═══ Provided data

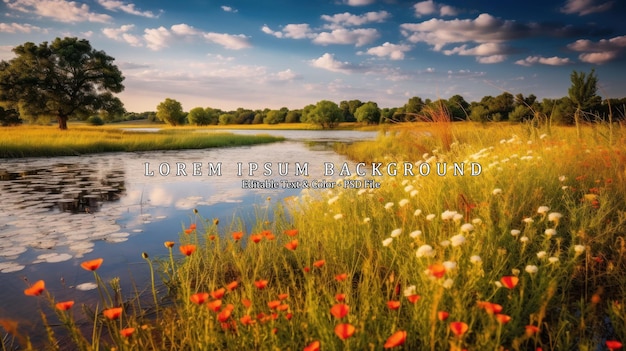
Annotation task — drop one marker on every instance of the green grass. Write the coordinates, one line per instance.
(28, 141)
(529, 254)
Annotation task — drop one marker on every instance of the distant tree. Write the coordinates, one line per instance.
(368, 113)
(171, 112)
(326, 113)
(67, 78)
(583, 94)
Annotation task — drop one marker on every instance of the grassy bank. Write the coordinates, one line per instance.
(528, 254)
(28, 141)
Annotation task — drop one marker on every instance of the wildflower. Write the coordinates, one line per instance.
(187, 250)
(341, 277)
(344, 330)
(232, 285)
(218, 294)
(319, 263)
(113, 313)
(64, 306)
(531, 269)
(396, 339)
(415, 234)
(199, 298)
(542, 210)
(292, 245)
(457, 240)
(509, 281)
(339, 310)
(458, 328)
(314, 346)
(260, 284)
(475, 259)
(237, 236)
(467, 227)
(35, 289)
(92, 265)
(425, 251)
(613, 345)
(127, 332)
(393, 305)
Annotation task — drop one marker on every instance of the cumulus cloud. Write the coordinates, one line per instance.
(19, 28)
(429, 7)
(550, 61)
(586, 7)
(348, 19)
(58, 10)
(328, 62)
(599, 52)
(115, 5)
(393, 51)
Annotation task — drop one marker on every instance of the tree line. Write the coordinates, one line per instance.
(68, 79)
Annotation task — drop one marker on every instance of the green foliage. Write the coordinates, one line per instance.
(171, 112)
(67, 78)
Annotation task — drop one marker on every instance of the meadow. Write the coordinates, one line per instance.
(528, 255)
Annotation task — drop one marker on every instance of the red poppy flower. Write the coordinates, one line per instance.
(92, 265)
(127, 332)
(292, 245)
(314, 346)
(64, 306)
(113, 313)
(199, 298)
(393, 305)
(344, 330)
(35, 289)
(396, 339)
(613, 345)
(218, 294)
(319, 264)
(291, 232)
(339, 310)
(187, 250)
(260, 284)
(458, 328)
(509, 281)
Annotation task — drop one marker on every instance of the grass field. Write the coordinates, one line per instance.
(528, 255)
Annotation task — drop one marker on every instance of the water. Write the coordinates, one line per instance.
(58, 212)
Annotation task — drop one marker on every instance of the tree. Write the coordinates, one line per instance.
(171, 111)
(583, 94)
(368, 112)
(67, 78)
(326, 113)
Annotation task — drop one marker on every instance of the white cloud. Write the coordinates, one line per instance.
(115, 5)
(348, 19)
(394, 51)
(19, 28)
(550, 61)
(328, 62)
(585, 7)
(601, 51)
(358, 37)
(229, 9)
(59, 10)
(429, 7)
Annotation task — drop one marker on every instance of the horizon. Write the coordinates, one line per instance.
(235, 54)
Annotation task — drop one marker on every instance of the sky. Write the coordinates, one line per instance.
(228, 54)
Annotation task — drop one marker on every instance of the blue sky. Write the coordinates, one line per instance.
(274, 53)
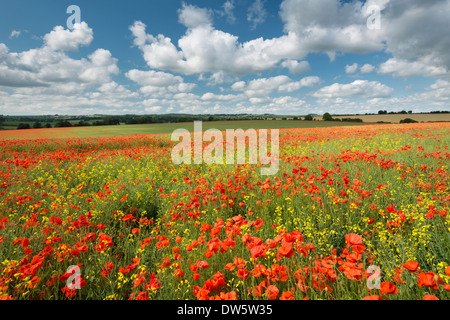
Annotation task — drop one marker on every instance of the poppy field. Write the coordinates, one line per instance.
(352, 213)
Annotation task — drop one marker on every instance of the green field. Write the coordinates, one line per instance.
(162, 128)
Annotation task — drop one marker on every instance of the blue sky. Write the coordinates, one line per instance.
(251, 56)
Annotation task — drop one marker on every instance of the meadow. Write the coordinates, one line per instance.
(161, 128)
(355, 212)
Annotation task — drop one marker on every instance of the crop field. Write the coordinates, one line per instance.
(161, 128)
(354, 212)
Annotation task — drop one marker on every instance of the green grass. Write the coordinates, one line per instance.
(163, 128)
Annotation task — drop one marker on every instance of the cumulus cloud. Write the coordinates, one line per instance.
(204, 49)
(14, 34)
(296, 85)
(64, 39)
(296, 67)
(193, 16)
(367, 68)
(156, 82)
(351, 68)
(228, 8)
(256, 13)
(358, 88)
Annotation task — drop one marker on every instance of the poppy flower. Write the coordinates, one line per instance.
(447, 271)
(388, 287)
(272, 292)
(411, 266)
(287, 295)
(430, 297)
(372, 297)
(286, 251)
(353, 239)
(429, 279)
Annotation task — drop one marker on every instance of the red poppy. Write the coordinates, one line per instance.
(430, 297)
(372, 297)
(272, 292)
(286, 251)
(411, 266)
(388, 287)
(353, 239)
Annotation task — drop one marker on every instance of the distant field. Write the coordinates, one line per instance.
(395, 118)
(161, 128)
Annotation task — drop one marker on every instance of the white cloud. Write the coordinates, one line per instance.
(420, 67)
(296, 67)
(351, 68)
(367, 68)
(64, 39)
(14, 34)
(204, 49)
(296, 85)
(228, 7)
(261, 87)
(358, 88)
(160, 83)
(192, 16)
(256, 13)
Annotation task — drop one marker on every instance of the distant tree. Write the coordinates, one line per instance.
(37, 125)
(23, 126)
(61, 124)
(408, 120)
(327, 117)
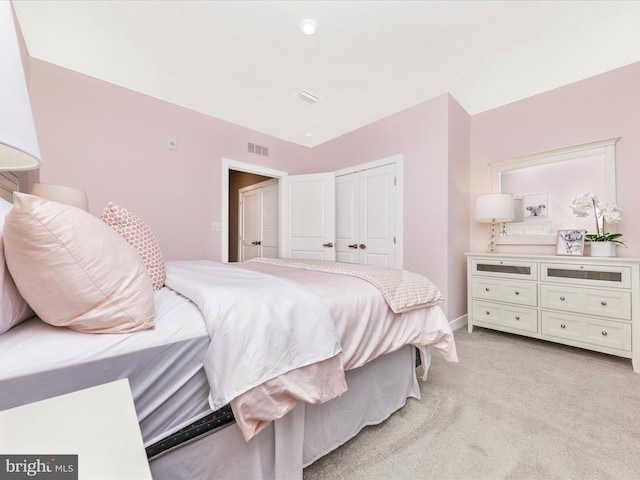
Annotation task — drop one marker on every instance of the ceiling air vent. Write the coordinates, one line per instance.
(307, 96)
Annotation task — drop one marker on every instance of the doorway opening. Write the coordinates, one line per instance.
(233, 168)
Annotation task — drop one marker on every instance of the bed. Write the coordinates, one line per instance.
(252, 370)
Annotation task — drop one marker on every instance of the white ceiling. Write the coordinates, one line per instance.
(244, 61)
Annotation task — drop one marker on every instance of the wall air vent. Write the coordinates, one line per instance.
(307, 96)
(258, 149)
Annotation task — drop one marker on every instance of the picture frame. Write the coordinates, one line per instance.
(536, 206)
(570, 242)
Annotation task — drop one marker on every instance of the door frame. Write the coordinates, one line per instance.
(255, 186)
(397, 160)
(228, 164)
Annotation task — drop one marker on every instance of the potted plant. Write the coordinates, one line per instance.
(602, 242)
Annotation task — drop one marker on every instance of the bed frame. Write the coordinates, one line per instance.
(305, 434)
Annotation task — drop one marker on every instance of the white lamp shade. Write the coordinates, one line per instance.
(19, 148)
(61, 194)
(494, 207)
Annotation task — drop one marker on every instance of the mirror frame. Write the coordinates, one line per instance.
(604, 147)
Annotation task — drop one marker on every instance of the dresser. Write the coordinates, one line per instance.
(586, 302)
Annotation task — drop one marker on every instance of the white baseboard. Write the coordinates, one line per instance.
(459, 322)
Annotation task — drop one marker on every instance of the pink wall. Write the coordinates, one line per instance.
(603, 106)
(435, 160)
(112, 143)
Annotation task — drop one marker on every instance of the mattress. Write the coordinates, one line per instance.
(163, 365)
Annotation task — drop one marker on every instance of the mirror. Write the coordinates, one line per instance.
(545, 183)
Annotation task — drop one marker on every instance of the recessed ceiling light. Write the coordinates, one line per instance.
(308, 26)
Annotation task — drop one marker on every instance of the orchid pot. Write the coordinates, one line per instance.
(603, 243)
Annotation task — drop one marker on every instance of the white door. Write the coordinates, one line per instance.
(366, 217)
(307, 216)
(258, 221)
(347, 218)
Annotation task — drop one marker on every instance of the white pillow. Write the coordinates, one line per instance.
(74, 270)
(14, 308)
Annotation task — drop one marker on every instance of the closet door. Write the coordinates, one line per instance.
(348, 218)
(365, 217)
(258, 225)
(377, 243)
(307, 220)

══════

#### Problem to solve:
Only the lines from the one containing "light. Write the coordinates, one line per instance." to the end of the data should be printed, exactly as they stand.

#### Solution below:
Annotation task — drop one marker on every instance of the recessed ceiling light. Write the coordinates, one line per instance.
(308, 26)
Annotation task — drop one marker on every instance of the orchid pot. Write the coordinates, one line per instance.
(603, 243)
Annotation task — drop one marker on every instance of the white door. Write the coordinates, one line per instance.
(366, 217)
(307, 216)
(258, 221)
(347, 218)
Annotation task — drop one marker on every instance of the white pillow. Write the coordinates, one line per instance.
(74, 270)
(14, 308)
Annotation task — drop one marker on every instance of the closet door. Write the coordinates, one line per instance.
(348, 218)
(365, 217)
(258, 225)
(377, 243)
(307, 220)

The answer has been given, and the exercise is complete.